*RECORDS FOR THE TASK:*
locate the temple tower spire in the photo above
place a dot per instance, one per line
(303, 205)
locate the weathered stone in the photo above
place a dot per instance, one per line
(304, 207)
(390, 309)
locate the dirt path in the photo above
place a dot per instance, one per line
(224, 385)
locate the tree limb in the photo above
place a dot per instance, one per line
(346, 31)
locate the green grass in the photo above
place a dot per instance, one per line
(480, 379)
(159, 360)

*PROBLEM TO WORK ON:* Set out every line of the items above as a Markdown table with the columns Row and Line, numbering the rows in order and omitting any blank lines.

*REPLY TO THE TASK:*
| Row | Line |
|---|---|
| 1 | locate the temple tower spire in the photo above |
| 2 | place a dot per instance, one per line |
| 3 | (303, 205) |
| 4 | locate the weathered stone in the photo above |
| 5 | place a dot per instance, one per line |
| 6 | (304, 207) |
| 7 | (390, 309) |
| 8 | locate the dirt path in the photo above |
| 9 | place a dot per instance, one per line |
| 10 | (224, 385) |
| 11 | locate the tree limb in the photo above |
| 12 | place a dot per instance, one per line |
| 13 | (346, 31) |
| 14 | locate the green grass in the photo above |
| 15 | place a dot per instance, one per line |
| 16 | (480, 379) |
| 17 | (159, 360) |